Text excerpt:
--- START ---

Water is licked from the floor when the pen is cleaned so there is never clean water to drink.
The dogs become living ghosts and sometimes there are not able to stand .
There is a total lack of basic medical care and distemper and other fatal diseases are an every day reality.
Workers there treat the animals with no compassion and as if they were objects.
The word LOVE seems forgotten there. There is no respect and no hope for the animals locked up here. They are kicked, beaten, and sometimes tortured by the sub-humans that should take care of those animals that are HOPELESS.
This image haunts me and the best thing I can think of is never stop spaying and neutering and be faster than those beasts - the dog catchers! An unborn soul can never be abused, tortured, frightened, hungry, thirsty and most importantly HOPELESS.
Every surgery we do is a step forward in a won battle against pain and death. Our spay Mobil was named "Hope" and we took her to villages and places no vet has ever reached and people start to understand the importance of spaying and neutering as the most efficient way to create welfare for the animals.
Back at the Homeless Animal Hospital hundreds of homeless animals were helped and I am happy to say that we also treat animals that need our help to live when no one gave them a chance of survival. We treated them and they returned to their loving family. Those moments when people smile taking their animals home after they thought everything was lost, are the fuel that keeps us going to help more and more animals in need.
It's not easy and we need your help to help animals in need. Thank you for standing by us in our mission to create a better world for the animals in need. God bless you and your families!"
The role of a propagandist and sensational media
Some of the animal attacks most publicized in the Romanian media are those by dogs without an owner. The entire issue is covered extensively by the domestic media, with over 12 thousand articles containing the words “dogs without an owner” and almost 25 thousand articles containing the words “street dog.” The situation of street dogs has generated heated debates between animal lovers and those who will see the streets clear of the quadrupeds at any price. The debates are most often restricted to the lawfulness and morality of the act of ending the life of unclaimed or unadopted dogs, a method which is preferred by authorities and receives generous budgets but has proven ineffective in the medium and long run.

--- END ---

How to complete this task: Condense the text excerpt about dogs into three sentences.

Provided information:
--- START ---

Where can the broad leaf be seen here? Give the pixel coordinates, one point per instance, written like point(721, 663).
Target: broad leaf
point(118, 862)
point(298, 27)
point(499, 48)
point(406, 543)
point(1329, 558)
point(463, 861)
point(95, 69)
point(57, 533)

--- END ---

Result of this exercise: The animals held in the pen have no clean water to drink and no basic medical care, suffer from distemper and other fatal diseases, and are kicked, beaten and sometimes tortured by workers who treat them as objects. The writer holds that spaying and neutering must never stop, and describes a spay mobile named "Hope" taken to villages no vet had reached and the Homeless Animal Hospital, where hundreds of homeless animals were helped. Street dogs are also covered extensively in the Romanian media, where debates focus mostly on the lawfulness and morality of ending the lives of unclaimed dogs, a method preferred and generously funded by authorities but ineffective in the medium and long run.